--- TEKS BACAAN ---
Hal umum di masyarakat, ketika terjadi bencana alam yaitu muncul asumsi sepihak yang mengatakan bahwa bencana alam terjadi disebabkan karena kemurkaan Allah Swt. kepada manusia karena perbuatan maksiat mereka, semua musibah adalah adzab dari Allah karena pelanggaran hambaNya.
Ketentuan Allah Ta'ala
Gus Baha memberikan penjelasan terkait esensi suatu musibah. Menurutnya, “musibah adalah ketentuan Allah Swt. yang sifatnya potensial (berdasarkan siklusnya) bukan murni karena kemurkaan Allah.”
“Hal ini berbeda konteks ketika berbicara musibah yang ditujukan kepada umat-umat terdahulu yang membangkang terhadap ajaran para Nabi, yang terdapat di dalam Al-Quran maupun Hadis (manshush), terkait dengan itu semua musibah yang menimpa mereka murni karena kemurkaan Allah Swt”.
Pengasuh pesantren tahfidz Al-Quran, Sawah, Narukan, Rembang, menegaskan hal itu pada salah satu kajiannya, “Musibah Awal Tahun 2021, Apakah Azab?” yang diupload di channel youtube Online Berbagi.

--- DAFTAR ITEM ---

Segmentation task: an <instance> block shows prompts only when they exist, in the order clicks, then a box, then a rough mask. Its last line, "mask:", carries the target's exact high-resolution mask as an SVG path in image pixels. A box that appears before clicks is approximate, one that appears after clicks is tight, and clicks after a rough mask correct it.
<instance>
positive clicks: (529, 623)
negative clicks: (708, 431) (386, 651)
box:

--- PETUNJUK TUGAS ---
A - Tuliskan kembali sebagian teks tentang musibah dengan tepat, mulai dari kata-kata yang memuat "Ketentuan Allah Ta'ala" dan berhenti setelah "youtube Online Berbagi.".
B - Lanjutkan teks tentang musibah menurut Gus Baha, dimulai setelah kalimat terakhir yang ditampilkan.

--- KUNCI JAWABAN ---
A -
Ketentuan Allah Ta'ala
Gus Baha memberikan penjelasan terkait esensi suatu musibah. Menurutnya, “musibah adalah ketentuan Allah Swt. yang sifatnya potensial (berdasarkan siklusnya) bukan murni karena kemurkaan Allah.”
“Hal ini berbeda konteks ketika berbicara musibah yang ditujukan kepada umat-umat terdahulu yang membangkang terhadap ajaran para Nabi, yang terdapat di dalam Al-Quran maupun Hadis (manshush), terkait dengan itu semua musibah yang menimpa mereka murni karena kemurkaan Allah Swt”.
Pengasuh pesantren tahfidz Al-Quran, Sawah, Narukan, Rembang, menegaskan hal itu pada salah satu kajiannya, “Musibah Awal Tahun 2021, Apakah Azab?” yang diupload di channel youtube Online Berbagi.

B -
Kiai yang juga hafidz Al-Quran ini menganalisis secara mendalam surah Al-Isra ayat 68-69. Ayat tersebut menjelaskan berbagai macam musibah, tetapi dengan redaksi yang bermakna sesuatu yang potensial. Mengapa potensial? karena tegas beliau ayat-ayat tersebut kebanyakan menggunakan redaksi berupa kalimat-kalimat pertanyaan “sudah merasa amankah kamu, jika kami guncangkan bumi dan lain sebagainya?”
Hal ini berbeda dengan term rahmat yang redaksinya selalu menggunakan shigatul jasmi yang berarti sebuah kepastian, sebagaimana pada surah Al-An’am:12 dan di surah-surah lainnya.
Lalu, bolehkah kita berasumsi bahwa gempa, tsunami dan banjir yang terjadi di Indonesia ini karena adzab Allah yang disebabkan oleh maksiat?
Terkait hal tersebut Gus Baha menerangkan bahwa “menjustifikasi bahwa musibah adalah adzab dari Allah yang ditimpakan kepada manusia bukanlah wilayah kita, cukup berhenti dengan mengatakan ini adalah kuasa Allah SWT. sebab Allah memiliki sifat qadir (kuasa) atas segalanya, apalagi sampai kita mengatakan itu karena maksiat yang dilakukan oleh manusia”.
Analog Khas Gus Baha
Gus Baha menganalogikan, “andaikan musibah ini terjadi karena satu alasan yakni karena penduduknya banyak melakukan kemaksiatan, misal di Kalimantan Selatan penduduknya melakukan kemaksiatan sehingga turunlah banjir, jika pertimbangannya demikian, lalu bagaimana dengan daerah Bali yang katanya tempat maksiat para wisatawan asing dan lain sebagainya, mengapa tidak pernah diazab oleh Allah SWT.?”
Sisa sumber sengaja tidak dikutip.